5.05.2011

Repressão policial contra o Primeiro de Maio Anti-autoritário e Anticapitalista em Setúbal

O “Primeiro de Maio anti-autoritário e anticapitalista”, em Setúbal, foi convocado com um apelo à recuperação da tradição combativa e anti-autoritária do “dia do trabalhador”. Desta forma, procurou ser “uma mobilização não controlada por nenhuma força partidária, por nenhuma central sindical ou qualquer força de repressão e controlo do Estado”. Em larga medida, este objectivo foi conseguido. Numa altura em que os poderosos disputam ferozmente as migalhas que querem roubar aos que já pouco têm, uma manifestação que apontou outro caminho de luta e resistência teve de ser reprimida pela polícia.


A mobilização começou às 13 horas, com uma concentração no Largo da Misericórdia. Aqui, ouviram-se canções de intervenção e leram-se comunicados ao altifalante. Um grupo de companheiros distribuiu ainda uma sopa entre os presentes. Apesar da forte chuva que começou a cair, cerca de 150 pessoas não arredaram pé e iniciaram uma marcha pelas ruas estreitas da zona mais antiga da cidade fazendo ecoar palavras de ordem como “Nem Estado, nem patrão, autogestão!”, “Não negociamos a nossa escravidão! A vida é nossa, não é do patrão!” ou “Sabotagem, greve selvagem!”. A manifestação seguiu para a Praça do Quebedo, onde se estava a iniciar a manifestação da CGTP. Ao longo da Avenida 5 de Outubro o protesto continuou na cauda do desfile da CGTP, constituindo o sector mais animado e combativo desta marcha e recebendo a aprovação de muitas das pessoas que assistiam. Depois, a manifestação separou-se da CGTP e continuou o seu percurso em direcção a um dos bairros populares de Setúbal. Apesar da divergência em relação às frases gritadas pelos dirigentes da CGTP, que foram apelando à “luta” através do voto durante o percurso, não se verificaram quaisquer incidentes, nem nesta nem nas outras partes do percurso.
-=-=-=-=-
## Pedidos
• 1. Que palavras de ordem gritadas pelos manifestantes são citadas no texto sobre o Primeiro de Maio em Setúbal?
• 2. Prossiga o texto sobre o Primeiro de Maio em Setúbal a partir da última frase apresentada.
-=-=-=-=-
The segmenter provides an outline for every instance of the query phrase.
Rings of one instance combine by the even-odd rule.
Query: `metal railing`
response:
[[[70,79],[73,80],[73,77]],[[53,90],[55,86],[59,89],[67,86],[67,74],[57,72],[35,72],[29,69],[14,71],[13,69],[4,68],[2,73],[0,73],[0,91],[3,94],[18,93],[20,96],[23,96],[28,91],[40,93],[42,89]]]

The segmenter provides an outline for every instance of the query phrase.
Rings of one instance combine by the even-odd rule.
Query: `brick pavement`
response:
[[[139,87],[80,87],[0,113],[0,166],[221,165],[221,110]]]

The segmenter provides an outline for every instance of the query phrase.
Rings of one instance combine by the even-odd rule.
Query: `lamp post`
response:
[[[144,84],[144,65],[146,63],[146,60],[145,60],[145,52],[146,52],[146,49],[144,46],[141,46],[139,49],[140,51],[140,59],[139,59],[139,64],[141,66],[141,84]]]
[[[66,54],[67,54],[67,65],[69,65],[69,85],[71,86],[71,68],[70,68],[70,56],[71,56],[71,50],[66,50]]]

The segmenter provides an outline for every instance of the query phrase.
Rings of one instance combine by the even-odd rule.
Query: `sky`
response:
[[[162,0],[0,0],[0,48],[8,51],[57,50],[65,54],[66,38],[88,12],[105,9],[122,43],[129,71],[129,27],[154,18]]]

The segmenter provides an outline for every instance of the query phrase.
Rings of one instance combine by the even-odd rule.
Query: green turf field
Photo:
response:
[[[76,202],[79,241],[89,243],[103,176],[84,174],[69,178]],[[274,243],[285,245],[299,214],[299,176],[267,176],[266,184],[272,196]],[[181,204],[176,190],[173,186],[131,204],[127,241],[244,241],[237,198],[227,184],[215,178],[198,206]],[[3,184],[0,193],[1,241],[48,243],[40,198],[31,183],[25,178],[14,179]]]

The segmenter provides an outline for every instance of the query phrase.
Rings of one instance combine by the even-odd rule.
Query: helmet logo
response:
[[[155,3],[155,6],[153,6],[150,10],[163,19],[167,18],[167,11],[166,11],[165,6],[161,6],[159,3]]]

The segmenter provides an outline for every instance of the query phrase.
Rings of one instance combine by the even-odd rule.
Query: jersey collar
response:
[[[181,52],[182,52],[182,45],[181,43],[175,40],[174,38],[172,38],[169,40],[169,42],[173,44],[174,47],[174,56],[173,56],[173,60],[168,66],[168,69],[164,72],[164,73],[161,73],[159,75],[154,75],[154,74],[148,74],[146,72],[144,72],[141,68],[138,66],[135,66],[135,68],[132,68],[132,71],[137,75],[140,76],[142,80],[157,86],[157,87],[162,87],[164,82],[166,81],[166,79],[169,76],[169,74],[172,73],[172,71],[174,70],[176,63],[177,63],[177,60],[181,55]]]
-=-=-=-=-
## Resultados
• 1.
“Nem Estado, nem patrão, autogestão!”
“Não negociamos a nossa escravidão! A vida é nossa, não é do patrão!”
“Sabotagem, greve selvagem!”

• 2.
A manifestação terminou no Largo da Fonte Nova, onde os manifestantes pousaram as suas faixas no chão e se preparavam para descansar e conviver. A partir do sistema de som dum carro estacionado no largo, voltaram-se a ouvir músicas revolucionárias. No entanto, poucos minutos depois da chegada à praça, um grupo de polícias, numa atitude provocatória, insistiu em identificar e deter as pessoas que se encontravam junto ao carro do som. Com isto, iniciou-se o confronto entre a polícia e os manifestantes que tentaram impedir a detenção destes companheiros e defender-se dos ataques. A polícia utilizou gás pimenta contra a cara de alguns manifestantes e começou a disparar balas de borracha contra quem estava no largo. Um agente chegou a disparar tiros reais para o ar.

Atónitos, perante a actuação desmedida da polícia contra uma manifestação do Primeiro de Maio, os habitantes do bairro mostraram-se solidários e ajudaram alguns dos feridos. Os manifestantes conseguiram retirar-se do local em conjunto, mas acabaram por ser perseguidos pelas ruas de Setúbal, sendo continuamente alvo de bastonadas e de disparos de balas de borracha. Algumas pessoas foram detidas para identificação, tendo sido espancadas sob custódia policial, e muitas mais ficaram feridas.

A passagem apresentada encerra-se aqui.